TASK INSTRUCTIONS
Please identify each line below that contains the word "green" and copy it. Case counts.

[Location identification entries]
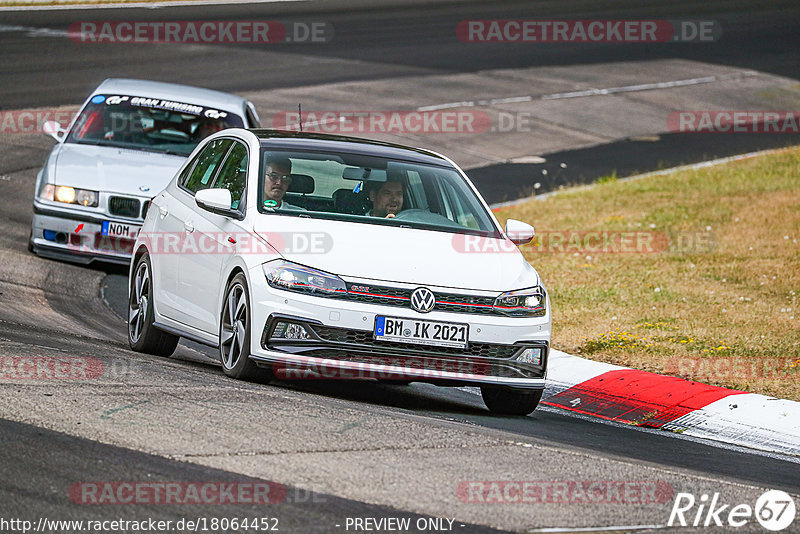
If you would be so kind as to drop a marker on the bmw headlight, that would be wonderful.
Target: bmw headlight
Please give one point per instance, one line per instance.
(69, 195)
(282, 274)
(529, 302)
==
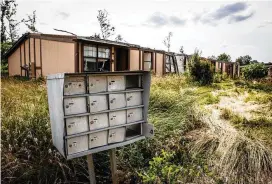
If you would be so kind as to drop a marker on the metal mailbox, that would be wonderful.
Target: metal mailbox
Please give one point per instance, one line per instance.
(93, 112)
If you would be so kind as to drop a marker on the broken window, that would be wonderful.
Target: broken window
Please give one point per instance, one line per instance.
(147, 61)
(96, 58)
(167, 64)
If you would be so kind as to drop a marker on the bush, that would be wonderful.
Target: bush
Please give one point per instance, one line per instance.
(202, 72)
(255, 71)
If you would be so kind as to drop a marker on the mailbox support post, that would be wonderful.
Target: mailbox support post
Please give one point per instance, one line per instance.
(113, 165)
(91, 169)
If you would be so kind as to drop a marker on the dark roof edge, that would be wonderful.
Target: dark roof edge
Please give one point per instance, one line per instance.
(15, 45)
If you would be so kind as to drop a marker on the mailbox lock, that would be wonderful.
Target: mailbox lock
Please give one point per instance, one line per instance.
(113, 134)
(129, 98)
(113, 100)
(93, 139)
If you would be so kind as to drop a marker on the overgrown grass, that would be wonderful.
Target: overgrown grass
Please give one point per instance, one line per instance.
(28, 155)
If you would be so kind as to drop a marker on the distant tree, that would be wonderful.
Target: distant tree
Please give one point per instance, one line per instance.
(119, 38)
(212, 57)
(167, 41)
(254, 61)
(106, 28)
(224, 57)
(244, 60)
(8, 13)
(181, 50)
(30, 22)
==
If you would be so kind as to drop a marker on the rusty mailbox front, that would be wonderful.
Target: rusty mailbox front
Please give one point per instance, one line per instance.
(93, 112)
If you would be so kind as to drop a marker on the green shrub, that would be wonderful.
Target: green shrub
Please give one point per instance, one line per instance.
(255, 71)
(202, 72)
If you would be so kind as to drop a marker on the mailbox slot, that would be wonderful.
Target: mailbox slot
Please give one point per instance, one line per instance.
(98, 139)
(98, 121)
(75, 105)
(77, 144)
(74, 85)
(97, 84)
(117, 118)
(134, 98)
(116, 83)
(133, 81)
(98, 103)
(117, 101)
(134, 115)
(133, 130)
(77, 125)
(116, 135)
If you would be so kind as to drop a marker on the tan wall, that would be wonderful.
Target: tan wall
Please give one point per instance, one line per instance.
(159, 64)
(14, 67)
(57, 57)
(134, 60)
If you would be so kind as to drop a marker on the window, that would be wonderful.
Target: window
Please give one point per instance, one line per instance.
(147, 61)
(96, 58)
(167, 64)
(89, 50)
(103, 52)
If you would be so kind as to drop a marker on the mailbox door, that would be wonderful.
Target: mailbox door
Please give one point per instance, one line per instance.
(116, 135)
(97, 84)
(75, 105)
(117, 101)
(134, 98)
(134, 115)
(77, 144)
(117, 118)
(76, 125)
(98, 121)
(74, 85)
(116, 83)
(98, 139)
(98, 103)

SOLUTION BELOW
If you would be so kind as to drop a marker on the green shrub, that would be wonderful.
Target: green shrub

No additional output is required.